◆ Text
══════════

The widespread move to e-signatures during the pandemic was one of the few positive developments of 2020. The convenience and ease of e-sigs meant slightly less disruption to business that year. More generally, e-sigs offer gains in time and productivity — for both advisors and clients. E-sigs also help address the problem of pre-signed forms infractions.
But while e-sigs provide efficiencies, what trade-offs should advisors be aware of?
One trade-off is the fallout if e-sigs result in less in-person contact.
For example, as the population ages, advisors “need to be wary about signs that their clients may have diminished capacity,” said John Fabello, a partner with Torys LLP in Toronto. “It’s very hard to assess that properly or accurately if you are never meeting your client in person.”
Meeting in person can also more readily facilitate relationship building, providing a foundation for positive outcomes. Based on his litigation experience, Fabello said a meaningful client-advisor relationship “can have a mitigating effect on a client’s inclination to complain about their account or investment losses” — a particularly important consideration during periods of market volatility.
More broadly, in-person contact is important for effectively discharging your know-your-client obligations. Regulators and courts typically require evidence that you explained key concepts on KYC forms (e.g., notes detailing a conversation about investment experience), Fabello said.
“It’s not that you can’t do that [explaining] remotely,” he said, but it will be more readily understood by the client if done in person.

══════════

◆ Provided records
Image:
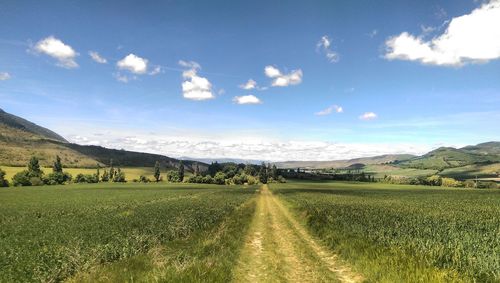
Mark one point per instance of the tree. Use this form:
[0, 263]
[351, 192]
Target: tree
[196, 169]
[57, 168]
[3, 181]
[263, 174]
[274, 172]
[181, 171]
[157, 171]
[34, 168]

══════════

◆ Activity
Reproduce the e-signatures text from "For example, as" up to and including "of market volatility.", swapping "in person" for "face to face" wherever it occurs.

◆ Solved problem
For example, as the population ages, advisors “need to be wary about signs that their clients may have diminished capacity,” said John Fabello, a partner with Torys LLP in Toronto. “It’s very hard to assess that properly or accurately if you are never meeting your client face to face.”
Meeting face to face can also more readily facilitate relationship building, providing a foundation for positive outcomes. Based on his litigation experience, Fabello said a meaningful client-advisor relationship “can have a mitigating effect on a client’s inclination to complain about their account or investment losses” — a particularly important consideration during periods of market volatility.